_PROBLEM TO WORK ON_
Could you rewrite the data from the line containing "the metal trellis" through the end of the data, keeping every line in full, and offset each x and y coordinate in the answers by adding 11?

_RAW RECORDS_
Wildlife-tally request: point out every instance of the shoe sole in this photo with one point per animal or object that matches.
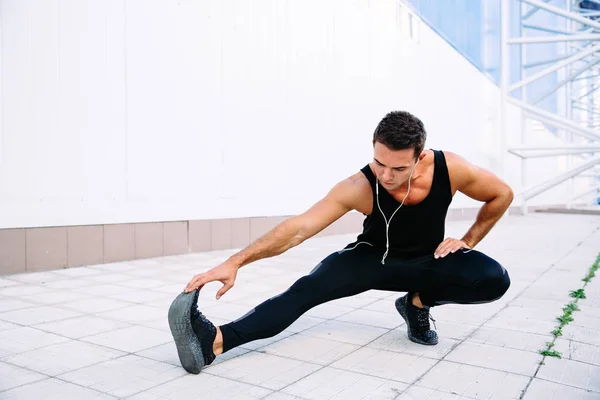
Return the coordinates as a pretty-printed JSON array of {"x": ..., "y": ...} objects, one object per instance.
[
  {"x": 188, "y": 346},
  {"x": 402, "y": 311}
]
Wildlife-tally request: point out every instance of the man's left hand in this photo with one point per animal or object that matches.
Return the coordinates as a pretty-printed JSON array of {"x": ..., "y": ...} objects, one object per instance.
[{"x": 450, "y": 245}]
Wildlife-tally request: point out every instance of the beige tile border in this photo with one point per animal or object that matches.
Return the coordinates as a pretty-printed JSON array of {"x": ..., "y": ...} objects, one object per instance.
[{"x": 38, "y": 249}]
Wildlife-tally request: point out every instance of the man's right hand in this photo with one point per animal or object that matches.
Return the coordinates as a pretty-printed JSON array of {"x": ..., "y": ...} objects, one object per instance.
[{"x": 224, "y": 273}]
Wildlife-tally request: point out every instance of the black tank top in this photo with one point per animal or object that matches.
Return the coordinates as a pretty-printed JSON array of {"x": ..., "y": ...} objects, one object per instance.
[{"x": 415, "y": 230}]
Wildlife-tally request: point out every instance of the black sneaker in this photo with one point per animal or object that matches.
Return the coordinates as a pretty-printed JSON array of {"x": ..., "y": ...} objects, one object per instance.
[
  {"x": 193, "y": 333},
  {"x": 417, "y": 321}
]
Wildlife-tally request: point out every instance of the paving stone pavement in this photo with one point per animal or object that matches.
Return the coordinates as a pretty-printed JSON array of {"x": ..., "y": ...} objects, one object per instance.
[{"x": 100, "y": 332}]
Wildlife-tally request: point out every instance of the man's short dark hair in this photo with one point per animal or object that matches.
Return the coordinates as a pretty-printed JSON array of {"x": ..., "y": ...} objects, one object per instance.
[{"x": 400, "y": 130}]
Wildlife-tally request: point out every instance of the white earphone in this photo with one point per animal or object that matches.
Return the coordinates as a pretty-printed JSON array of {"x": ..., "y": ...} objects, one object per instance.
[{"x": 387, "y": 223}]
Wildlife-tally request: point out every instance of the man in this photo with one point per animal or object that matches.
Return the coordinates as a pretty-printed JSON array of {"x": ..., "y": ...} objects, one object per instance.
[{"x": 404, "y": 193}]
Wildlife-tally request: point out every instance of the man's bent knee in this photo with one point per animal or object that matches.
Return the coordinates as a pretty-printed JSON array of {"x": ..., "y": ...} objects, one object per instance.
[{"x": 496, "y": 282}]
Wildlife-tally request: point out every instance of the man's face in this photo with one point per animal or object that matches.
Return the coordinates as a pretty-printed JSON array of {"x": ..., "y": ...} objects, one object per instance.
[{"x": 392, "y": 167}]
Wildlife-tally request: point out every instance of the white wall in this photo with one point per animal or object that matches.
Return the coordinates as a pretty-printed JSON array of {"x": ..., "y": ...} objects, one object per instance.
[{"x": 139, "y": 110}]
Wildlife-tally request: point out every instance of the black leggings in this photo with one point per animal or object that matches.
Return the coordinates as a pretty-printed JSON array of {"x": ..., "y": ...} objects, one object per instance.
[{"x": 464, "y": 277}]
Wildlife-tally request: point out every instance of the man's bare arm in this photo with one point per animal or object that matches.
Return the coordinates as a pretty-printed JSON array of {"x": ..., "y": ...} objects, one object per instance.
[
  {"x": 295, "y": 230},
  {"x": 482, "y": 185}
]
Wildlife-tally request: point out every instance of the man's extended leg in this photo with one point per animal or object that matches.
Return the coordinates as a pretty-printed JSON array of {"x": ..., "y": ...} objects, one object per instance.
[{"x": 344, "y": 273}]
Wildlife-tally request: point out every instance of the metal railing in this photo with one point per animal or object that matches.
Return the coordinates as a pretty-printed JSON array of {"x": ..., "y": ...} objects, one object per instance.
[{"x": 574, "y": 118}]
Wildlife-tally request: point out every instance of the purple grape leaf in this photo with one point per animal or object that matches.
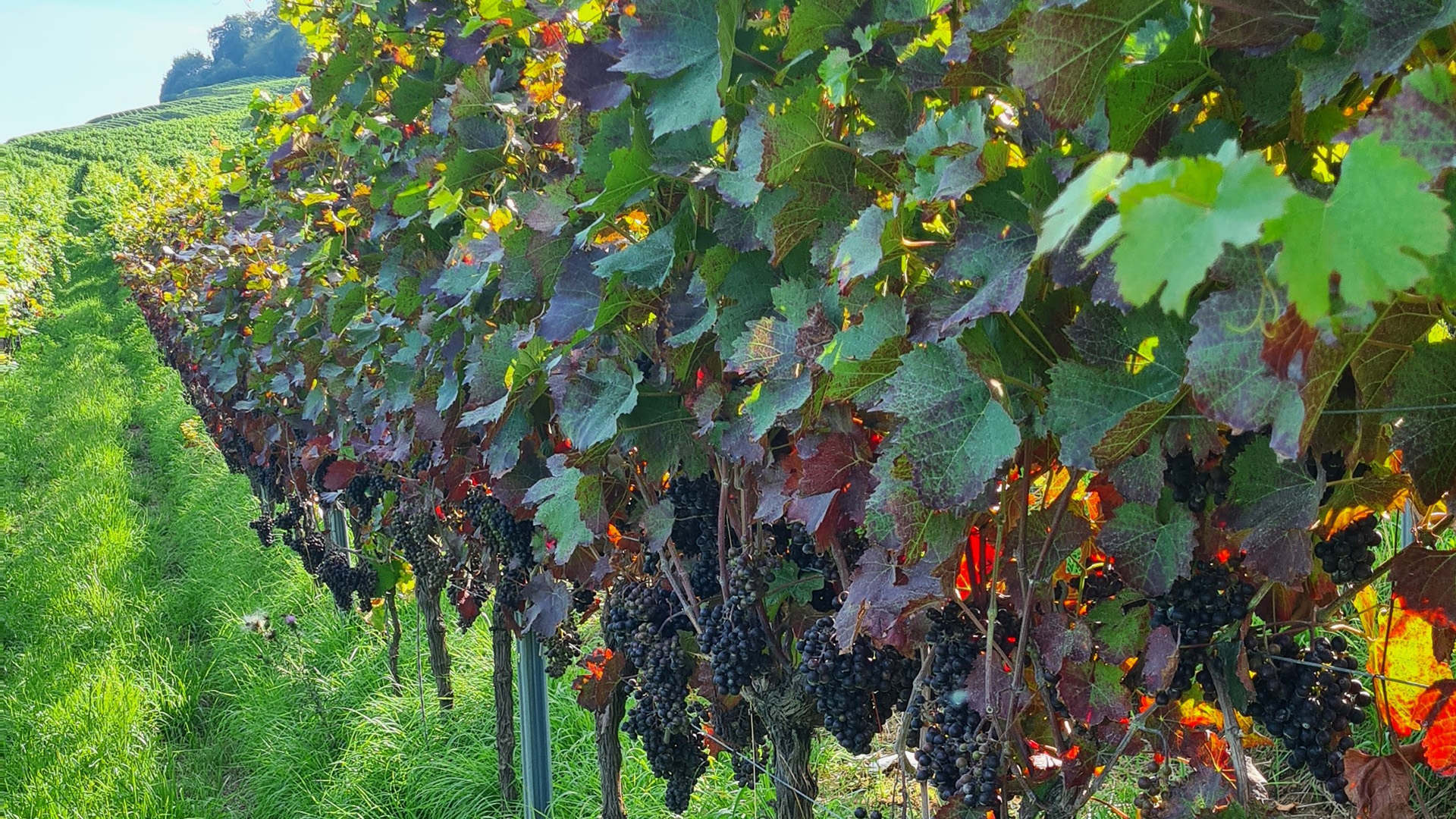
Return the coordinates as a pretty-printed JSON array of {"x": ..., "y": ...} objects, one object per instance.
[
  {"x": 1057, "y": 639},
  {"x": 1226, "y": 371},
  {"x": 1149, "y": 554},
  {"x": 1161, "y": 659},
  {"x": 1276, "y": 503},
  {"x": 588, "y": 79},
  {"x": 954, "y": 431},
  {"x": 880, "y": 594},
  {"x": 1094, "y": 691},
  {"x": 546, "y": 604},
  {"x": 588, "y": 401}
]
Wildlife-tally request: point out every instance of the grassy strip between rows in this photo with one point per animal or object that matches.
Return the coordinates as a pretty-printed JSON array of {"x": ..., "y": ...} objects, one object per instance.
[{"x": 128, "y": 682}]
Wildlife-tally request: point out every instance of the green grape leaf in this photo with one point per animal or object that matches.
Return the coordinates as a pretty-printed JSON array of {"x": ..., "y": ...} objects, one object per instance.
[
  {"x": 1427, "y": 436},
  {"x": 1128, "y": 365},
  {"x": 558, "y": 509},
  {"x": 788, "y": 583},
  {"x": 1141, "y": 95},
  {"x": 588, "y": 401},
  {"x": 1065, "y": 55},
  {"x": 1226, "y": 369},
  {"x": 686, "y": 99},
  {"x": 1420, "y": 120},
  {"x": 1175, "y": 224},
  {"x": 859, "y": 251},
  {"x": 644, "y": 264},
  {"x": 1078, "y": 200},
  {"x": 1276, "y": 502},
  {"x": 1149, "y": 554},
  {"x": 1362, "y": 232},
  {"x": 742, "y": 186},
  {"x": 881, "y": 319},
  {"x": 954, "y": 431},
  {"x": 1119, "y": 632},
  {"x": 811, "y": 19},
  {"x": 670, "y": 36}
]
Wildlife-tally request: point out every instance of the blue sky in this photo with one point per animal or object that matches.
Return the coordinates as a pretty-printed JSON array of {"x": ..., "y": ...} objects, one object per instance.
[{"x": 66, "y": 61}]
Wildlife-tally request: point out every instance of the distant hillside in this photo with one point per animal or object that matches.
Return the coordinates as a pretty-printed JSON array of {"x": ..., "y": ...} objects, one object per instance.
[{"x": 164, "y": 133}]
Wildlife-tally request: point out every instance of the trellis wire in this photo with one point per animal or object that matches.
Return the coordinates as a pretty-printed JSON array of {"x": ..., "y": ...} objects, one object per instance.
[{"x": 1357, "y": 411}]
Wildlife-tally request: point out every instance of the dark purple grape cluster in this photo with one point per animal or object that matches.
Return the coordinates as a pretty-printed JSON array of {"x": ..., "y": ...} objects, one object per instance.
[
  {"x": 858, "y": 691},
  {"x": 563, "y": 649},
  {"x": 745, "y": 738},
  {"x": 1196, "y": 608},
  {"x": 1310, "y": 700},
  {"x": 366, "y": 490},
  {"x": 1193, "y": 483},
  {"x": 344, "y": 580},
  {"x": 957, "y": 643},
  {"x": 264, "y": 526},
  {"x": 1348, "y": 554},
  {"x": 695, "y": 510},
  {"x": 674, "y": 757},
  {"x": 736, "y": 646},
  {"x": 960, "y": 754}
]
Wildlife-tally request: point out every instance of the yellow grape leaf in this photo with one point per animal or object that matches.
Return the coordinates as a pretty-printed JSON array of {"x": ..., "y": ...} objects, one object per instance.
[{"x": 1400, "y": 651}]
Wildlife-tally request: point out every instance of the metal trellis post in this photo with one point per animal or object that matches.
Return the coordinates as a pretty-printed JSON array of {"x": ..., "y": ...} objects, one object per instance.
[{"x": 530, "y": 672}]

_RESPONSE_
Wildlife-tally request: point out every instance of the metal trellis post in this photo with one point per animal or object that matches.
Return the coordinates as a pretty-printed JSON array of {"x": ..., "y": ...} objects, one object per instance.
[{"x": 541, "y": 683}]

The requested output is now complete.